Stored data
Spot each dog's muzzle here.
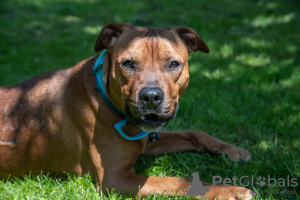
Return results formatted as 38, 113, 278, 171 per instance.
125, 87, 178, 132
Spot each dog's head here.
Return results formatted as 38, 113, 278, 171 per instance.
94, 22, 209, 132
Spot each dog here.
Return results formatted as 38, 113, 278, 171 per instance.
0, 22, 254, 199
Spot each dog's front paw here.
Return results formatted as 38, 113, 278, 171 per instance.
206, 185, 255, 200
217, 144, 252, 162
198, 184, 255, 200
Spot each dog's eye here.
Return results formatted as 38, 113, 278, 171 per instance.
169, 61, 181, 69
122, 60, 134, 70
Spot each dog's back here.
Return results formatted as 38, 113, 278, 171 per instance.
0, 63, 90, 179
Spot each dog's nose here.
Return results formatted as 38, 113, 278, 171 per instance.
139, 87, 164, 109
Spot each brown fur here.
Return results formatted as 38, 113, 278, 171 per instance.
0, 22, 253, 199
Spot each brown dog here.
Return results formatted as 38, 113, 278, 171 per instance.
0, 22, 253, 199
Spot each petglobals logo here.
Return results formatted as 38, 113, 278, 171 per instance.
212, 175, 298, 187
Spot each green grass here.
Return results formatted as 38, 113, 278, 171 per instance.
0, 0, 299, 199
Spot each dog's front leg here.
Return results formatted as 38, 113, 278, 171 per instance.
102, 172, 253, 199
102, 172, 191, 196
143, 130, 252, 162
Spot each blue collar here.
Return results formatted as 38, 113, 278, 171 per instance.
93, 50, 159, 142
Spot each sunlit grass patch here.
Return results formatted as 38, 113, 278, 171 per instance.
251, 13, 296, 28
236, 53, 271, 67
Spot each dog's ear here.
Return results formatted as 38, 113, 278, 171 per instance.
168, 26, 209, 53
94, 22, 134, 52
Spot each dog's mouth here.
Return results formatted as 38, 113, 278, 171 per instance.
134, 114, 170, 132
125, 103, 178, 132
140, 114, 169, 125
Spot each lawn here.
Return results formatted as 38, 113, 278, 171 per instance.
0, 0, 299, 199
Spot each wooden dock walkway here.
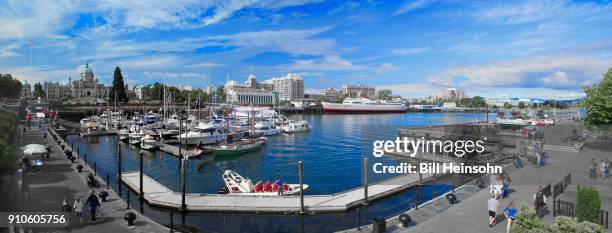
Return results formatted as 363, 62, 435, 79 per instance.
121, 171, 433, 213
158, 142, 201, 158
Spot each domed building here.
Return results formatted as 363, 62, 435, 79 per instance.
44, 63, 111, 102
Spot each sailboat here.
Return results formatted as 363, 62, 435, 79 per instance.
210, 107, 265, 156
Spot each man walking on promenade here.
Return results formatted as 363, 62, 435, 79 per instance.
85, 190, 101, 222
533, 187, 547, 218
488, 193, 499, 227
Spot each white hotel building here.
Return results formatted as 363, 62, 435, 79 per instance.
224, 73, 305, 105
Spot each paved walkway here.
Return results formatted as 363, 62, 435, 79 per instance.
340, 121, 611, 233
0, 124, 168, 233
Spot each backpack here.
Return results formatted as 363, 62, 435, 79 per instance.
535, 192, 544, 205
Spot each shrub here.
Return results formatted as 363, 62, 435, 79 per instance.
555, 216, 605, 233
575, 185, 601, 223
512, 204, 555, 233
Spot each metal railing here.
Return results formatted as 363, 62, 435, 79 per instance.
553, 199, 608, 229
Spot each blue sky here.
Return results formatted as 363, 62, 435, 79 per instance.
1, 0, 611, 98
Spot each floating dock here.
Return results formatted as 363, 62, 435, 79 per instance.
158, 143, 201, 159
80, 129, 117, 137
121, 171, 434, 213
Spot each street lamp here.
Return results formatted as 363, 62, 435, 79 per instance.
177, 110, 188, 216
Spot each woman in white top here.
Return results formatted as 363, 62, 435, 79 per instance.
73, 198, 84, 225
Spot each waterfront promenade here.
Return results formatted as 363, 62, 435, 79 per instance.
0, 124, 168, 233
340, 121, 611, 233
121, 170, 434, 213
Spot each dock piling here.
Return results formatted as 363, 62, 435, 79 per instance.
139, 152, 144, 200
299, 161, 305, 214
363, 158, 368, 205
94, 162, 97, 176
118, 142, 122, 197
106, 174, 110, 189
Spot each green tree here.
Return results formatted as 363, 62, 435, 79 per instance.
149, 82, 165, 101
33, 82, 45, 98
109, 66, 128, 103
503, 102, 513, 109
0, 74, 23, 98
512, 204, 555, 233
215, 86, 226, 103
583, 68, 612, 125
377, 89, 393, 100
518, 101, 526, 109
471, 96, 486, 107
575, 185, 601, 223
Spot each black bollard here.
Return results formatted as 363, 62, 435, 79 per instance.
107, 174, 110, 189
84, 153, 87, 164
94, 162, 97, 176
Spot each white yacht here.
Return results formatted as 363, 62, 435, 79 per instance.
140, 135, 158, 150
281, 120, 310, 133
178, 121, 227, 145
254, 122, 280, 136
128, 132, 144, 145
118, 128, 130, 141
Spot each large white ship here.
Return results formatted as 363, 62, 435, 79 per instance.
321, 98, 407, 113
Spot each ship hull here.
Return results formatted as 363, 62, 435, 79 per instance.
321, 102, 407, 113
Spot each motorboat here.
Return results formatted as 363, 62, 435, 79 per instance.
140, 135, 158, 150
178, 121, 227, 145
281, 120, 310, 133
220, 170, 308, 196
254, 122, 280, 136
128, 132, 144, 145
118, 128, 130, 141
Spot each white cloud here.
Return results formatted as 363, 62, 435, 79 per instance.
427, 56, 612, 90
144, 71, 208, 80
119, 56, 182, 69
0, 0, 81, 40
0, 0, 322, 40
471, 0, 612, 25
207, 27, 335, 56
189, 62, 225, 68
391, 47, 430, 55
0, 43, 21, 57
376, 63, 399, 74
394, 0, 434, 15
280, 55, 367, 71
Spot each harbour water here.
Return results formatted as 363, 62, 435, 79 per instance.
67, 112, 494, 232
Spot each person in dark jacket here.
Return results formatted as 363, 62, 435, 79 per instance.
85, 190, 100, 221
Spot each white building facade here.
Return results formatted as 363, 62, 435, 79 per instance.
224, 75, 277, 105
266, 73, 304, 101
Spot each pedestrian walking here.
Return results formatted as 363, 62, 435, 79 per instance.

**Exercise prompt:**
Your task for the entries above: copy exactly the span starting with the line with "Spot each shrub here." and going on through the line with "Spot each dock piling here.", both lines included, and nothing else.

**Written response:**
Spot each shrub here.
Return results formatted as 363, 62, 435, 79 per instance.
555, 216, 605, 233
575, 185, 601, 223
512, 204, 555, 233
Spot each metal railing here.
Return results formatted as 363, 62, 435, 79 per instance.
553, 199, 608, 229
Spot each blue sky here.
Return results formatted as 363, 62, 435, 79 per instance.
1, 0, 611, 98
Spot each floating dock here.
Return results formatted as 363, 62, 435, 79 per instance.
158, 143, 201, 159
80, 129, 117, 137
121, 171, 434, 213
Spot each street lamp here.
Return results formatted as 363, 62, 435, 79 per instance.
177, 110, 188, 216
Spot each woman in white top here.
Return results formatted as 363, 62, 435, 79 per instance.
73, 198, 84, 225
Spot each waterfront promenade here.
Return results formatted as 363, 62, 435, 79 per instance.
0, 124, 168, 233
340, 121, 611, 233
121, 170, 434, 213
Spot each dock piling here.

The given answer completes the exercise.